----- Supplied passage
Create the importer¶
Send a POST request to the destination Confluent Cloud Schema Registry {{srEndpoint}}
to create the importer.
Request
curl --request POST \
-u <API_KEY>:<API_SECRET> \
-H "Content-Type: application/vnd.schemaregistry.v1+json" \
'{
"name": "usm-importer",
"subjects": [":*:"],
"config": {
"schema.registry.url": "CCLOUD SR ENDPOINT",
"basic.auth.credentials.source": "USER_INFO",
"basic.auth.user.info": "CCLOUD SR APIKEY:SECRET"
}
}
Response
HTTP/1.1 200 OK
Content-Type: application/vnd.schemaregistry.v1+json
{
"name": "usm-importer"
}
Verify the importer status¶
Check that the importer is running successfully.
Request
``GET {{srEndpoint}}/importers/usm-importer/status``
Response
{
"name": "usm-importer",
"state": "RUNNING",
"ts": 0,
"retriable": false
}
A state of RUNNING
indicates that the importer is working correctly.
----------
----- Record set
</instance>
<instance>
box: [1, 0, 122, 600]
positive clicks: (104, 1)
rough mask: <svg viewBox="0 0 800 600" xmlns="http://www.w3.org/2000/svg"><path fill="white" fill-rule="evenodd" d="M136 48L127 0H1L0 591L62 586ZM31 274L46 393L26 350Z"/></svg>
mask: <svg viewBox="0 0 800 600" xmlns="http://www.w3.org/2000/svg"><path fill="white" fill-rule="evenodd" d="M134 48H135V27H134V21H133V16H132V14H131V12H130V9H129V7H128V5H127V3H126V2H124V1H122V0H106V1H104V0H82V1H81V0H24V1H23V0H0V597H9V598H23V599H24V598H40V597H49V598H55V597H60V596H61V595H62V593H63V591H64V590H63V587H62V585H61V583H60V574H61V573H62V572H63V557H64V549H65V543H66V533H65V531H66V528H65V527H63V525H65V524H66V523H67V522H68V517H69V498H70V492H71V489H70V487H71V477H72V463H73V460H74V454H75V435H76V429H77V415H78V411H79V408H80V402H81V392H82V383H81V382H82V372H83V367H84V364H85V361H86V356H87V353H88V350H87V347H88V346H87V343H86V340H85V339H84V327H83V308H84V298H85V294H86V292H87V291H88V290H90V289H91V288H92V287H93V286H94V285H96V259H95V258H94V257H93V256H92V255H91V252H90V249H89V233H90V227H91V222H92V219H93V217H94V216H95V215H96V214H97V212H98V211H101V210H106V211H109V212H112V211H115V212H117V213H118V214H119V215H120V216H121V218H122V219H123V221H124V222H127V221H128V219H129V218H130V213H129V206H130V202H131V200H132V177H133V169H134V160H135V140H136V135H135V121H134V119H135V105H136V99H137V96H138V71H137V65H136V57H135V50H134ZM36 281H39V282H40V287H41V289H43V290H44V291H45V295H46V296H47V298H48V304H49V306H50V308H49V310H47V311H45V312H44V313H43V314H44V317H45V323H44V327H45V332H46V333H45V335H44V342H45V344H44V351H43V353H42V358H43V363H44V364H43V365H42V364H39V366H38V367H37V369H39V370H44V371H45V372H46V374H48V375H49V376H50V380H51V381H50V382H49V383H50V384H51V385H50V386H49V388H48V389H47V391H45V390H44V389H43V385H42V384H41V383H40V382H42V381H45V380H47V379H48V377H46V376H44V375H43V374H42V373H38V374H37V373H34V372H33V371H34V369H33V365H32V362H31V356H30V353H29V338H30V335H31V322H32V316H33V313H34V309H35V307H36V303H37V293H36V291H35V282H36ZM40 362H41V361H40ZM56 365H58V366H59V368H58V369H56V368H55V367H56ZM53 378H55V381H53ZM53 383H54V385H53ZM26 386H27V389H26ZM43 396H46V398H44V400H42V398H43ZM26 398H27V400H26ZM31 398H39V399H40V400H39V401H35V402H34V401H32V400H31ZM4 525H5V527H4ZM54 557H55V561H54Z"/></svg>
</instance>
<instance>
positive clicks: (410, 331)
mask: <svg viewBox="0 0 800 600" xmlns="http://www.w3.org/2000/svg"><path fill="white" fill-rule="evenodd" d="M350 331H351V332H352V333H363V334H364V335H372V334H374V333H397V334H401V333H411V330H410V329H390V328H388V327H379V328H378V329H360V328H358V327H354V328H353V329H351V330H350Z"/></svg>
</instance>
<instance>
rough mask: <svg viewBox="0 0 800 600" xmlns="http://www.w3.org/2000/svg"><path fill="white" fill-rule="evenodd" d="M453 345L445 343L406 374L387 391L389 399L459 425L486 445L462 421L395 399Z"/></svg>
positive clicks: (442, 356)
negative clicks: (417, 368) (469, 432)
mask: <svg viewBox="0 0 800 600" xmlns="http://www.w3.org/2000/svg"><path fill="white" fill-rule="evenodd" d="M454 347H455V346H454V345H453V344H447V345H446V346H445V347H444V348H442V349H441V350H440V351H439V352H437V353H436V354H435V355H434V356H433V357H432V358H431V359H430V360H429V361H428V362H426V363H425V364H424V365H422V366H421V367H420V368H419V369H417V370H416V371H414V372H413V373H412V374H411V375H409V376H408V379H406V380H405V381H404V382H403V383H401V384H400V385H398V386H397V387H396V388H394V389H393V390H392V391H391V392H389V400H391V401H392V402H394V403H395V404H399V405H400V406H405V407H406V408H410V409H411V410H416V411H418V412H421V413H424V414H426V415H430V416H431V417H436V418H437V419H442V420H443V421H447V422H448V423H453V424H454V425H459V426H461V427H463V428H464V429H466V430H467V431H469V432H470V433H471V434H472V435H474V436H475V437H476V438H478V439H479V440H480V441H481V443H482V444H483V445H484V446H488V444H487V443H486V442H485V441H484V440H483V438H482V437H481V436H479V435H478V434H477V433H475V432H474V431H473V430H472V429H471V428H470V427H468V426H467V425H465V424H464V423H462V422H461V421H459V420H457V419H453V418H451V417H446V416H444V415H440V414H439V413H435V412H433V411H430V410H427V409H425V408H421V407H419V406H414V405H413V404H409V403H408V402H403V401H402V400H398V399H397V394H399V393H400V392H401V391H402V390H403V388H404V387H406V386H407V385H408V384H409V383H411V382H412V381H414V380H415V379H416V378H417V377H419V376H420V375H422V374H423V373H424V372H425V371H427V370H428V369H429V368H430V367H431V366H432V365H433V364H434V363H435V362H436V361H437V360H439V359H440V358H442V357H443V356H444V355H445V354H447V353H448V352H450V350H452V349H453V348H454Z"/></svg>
----------
Tasks for this exercise:
1 – How would you put this sentence from the Schema Registry importer instructions into Spanish: "Check that the importer is running successfully."
2 – Can you pick up the Schema Registry importer instructions after their last sentence and continue them?
Nothing in the collected data is needed for this work.

Task responses:
1 – Comprueba que el importador se esté ejecutando correctamente.

2 –
Verify the schemas import¶
To verify that the schemas were successfully imported, list the subjects on the Confluent Cloud Schema Registry.
Request
``GET {{cloudSrEndpoint}}/subjects?deleted=true&subjectPrefix=:*:``
The output should list the subjects that were imported from the source registry.
Pause or delete the importer¶
Unlike the one-time exporter, the importer must remain RUNNING
to continuously synchronize schema updates from Confluent Cloud Schema Registry back to your Confluent Platform cluster.
Only pause or delete it if you intend to stop the synchronization.
You can pause or delete the importer using the following commands.
To pause the importer:
PUT {{srEndpoint}}/importers/usm-importer/pause
To delete the importer:
DELETE {{srEndpoint}}/importers/usm-importer
Disaster recovery scenarios¶
This section describes common Disaster Recovery (DR) scenarios for a hybrid Schema Registry deployment.
DR scenario: Primary or secondary Confluent Platform deployment¶
Use this scenario when you have one primary Confluent Platform Schema Registry and one or more secondary, read-only Schema Registry instances in different data centers.
Preparing for disaster recovery¶
- Migrate your primary Confluent Platform Schema Registry to become a replica of the Confluent Cloud Schema Registry by following the steps in Workflow for scenario 1: Mirror schemas.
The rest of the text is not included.